WRITTEN EXERCISE ::
Rewrite all of the material with "Labeling rule" changed to "Annotation guideline" wherever it occurs and nothing else altered. Omit the pictures from your version.

--- THE INPUT ---

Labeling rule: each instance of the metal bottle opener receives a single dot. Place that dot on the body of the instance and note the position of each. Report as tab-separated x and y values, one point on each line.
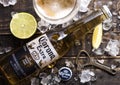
95	63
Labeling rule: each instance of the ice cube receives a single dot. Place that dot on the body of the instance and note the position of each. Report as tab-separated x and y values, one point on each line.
84	5
98	51
69	63
107	24
35	81
77	16
86	76
6	3
43	26
51	79
113	47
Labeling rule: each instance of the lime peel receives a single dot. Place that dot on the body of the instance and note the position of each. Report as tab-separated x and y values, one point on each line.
23	25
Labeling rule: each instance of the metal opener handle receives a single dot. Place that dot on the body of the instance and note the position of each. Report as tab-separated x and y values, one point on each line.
93	62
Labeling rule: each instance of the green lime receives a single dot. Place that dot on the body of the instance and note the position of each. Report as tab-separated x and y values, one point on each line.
23	25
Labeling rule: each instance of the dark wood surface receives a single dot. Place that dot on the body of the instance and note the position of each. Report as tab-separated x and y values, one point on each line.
7	39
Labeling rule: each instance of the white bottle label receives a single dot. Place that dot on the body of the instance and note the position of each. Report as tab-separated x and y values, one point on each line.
42	51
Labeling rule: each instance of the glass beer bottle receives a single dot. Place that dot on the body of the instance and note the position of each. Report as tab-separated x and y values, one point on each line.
47	48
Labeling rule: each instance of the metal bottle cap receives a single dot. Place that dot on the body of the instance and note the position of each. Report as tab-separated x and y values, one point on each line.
107	11
65	73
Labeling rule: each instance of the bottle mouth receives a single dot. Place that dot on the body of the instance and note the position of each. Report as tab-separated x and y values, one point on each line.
55	14
107	11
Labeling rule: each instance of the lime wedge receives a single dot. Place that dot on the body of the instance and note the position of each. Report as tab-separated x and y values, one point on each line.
23	25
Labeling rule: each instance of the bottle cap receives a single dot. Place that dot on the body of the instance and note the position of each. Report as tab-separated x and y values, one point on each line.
107	11
65	73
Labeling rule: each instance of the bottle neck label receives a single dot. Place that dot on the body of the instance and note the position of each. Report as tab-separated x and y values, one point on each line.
42	51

---

SOLUTION TO THIS PROBLEM ::
Annotation guideline: each instance of the metal bottle opener receives a single dot. Place that dot on the body of the instance and note the position of each. Report as tab-separated x and y values, one point on each line.
95	63
Annotation guideline: each instance of the ice cube receives a single dot. Place that dot on the body of the instance and note the position of each. Report as tab-separated x and y values, one point on each line.
84	5
98	51
69	63
107	24
35	81
77	16
86	76
6	3
43	26
51	79
113	47
Annotation guideline: each instance of the lime peel receives a single dot. Place that dot on the body of the instance and note the position of each. Report as tab-separated x and y values, one point on each line.
23	25
Annotation guideline: each instance of the metal opener handle receives a single dot. Place that dot on the body of the instance and note the position of each. Report as tab-separated x and y values, one point on each line.
93	62
Annotation guideline: each instance of the green lime receives a single dot. Place that dot on the body of the instance and note the position of each. Report as tab-separated x and y values, one point on each line.
23	25
Annotation guideline: each instance of the dark wood surface receives a single dot. Place that dot on the body of the instance and note the position of each. Report as tab-separated x and y values, one point on each line.
7	39
Annotation guideline: each instance of the white bottle label receives a single dot. Place that dot on the body of the instance and note the position of each. Report as tab-separated x and y values, one point on each line.
42	51
Annotation guideline: each instance of the glass beer bottle receives a single dot. Place that dot on the body of the instance and note the position of each. Report as tab-separated x and y values, one point on each line.
47	48
Annotation guideline: each instance of the metal bottle cap receives a single dot. Place that dot on the body of the instance and note the position of each. Report as tab-separated x and y values, one point on each line.
107	11
65	73
Annotation guideline: each instance of the bottle mouth receives a single dot. Place that dot on the body of the instance and note the position of each. Report as tab-separated x and y values, one point on each line.
55	14
107	11
Annotation guideline: each instance of the lime wedge receives a single dot. Place that dot on the body of the instance and note the position of each. Report as tab-separated x and y values, one point on each line.
23	25
Annotation guideline: each instance of the bottle cap receives a single dot. Place that dot on the body of the instance and note the position of each. Report as tab-separated x and y values, one point on each line.
107	11
65	73
Annotation guideline: each instance of the bottle neck label receives a single dot. Place that dot on the body of the instance and note the position of each. Report as tab-separated x and y values, one point on each line.
42	51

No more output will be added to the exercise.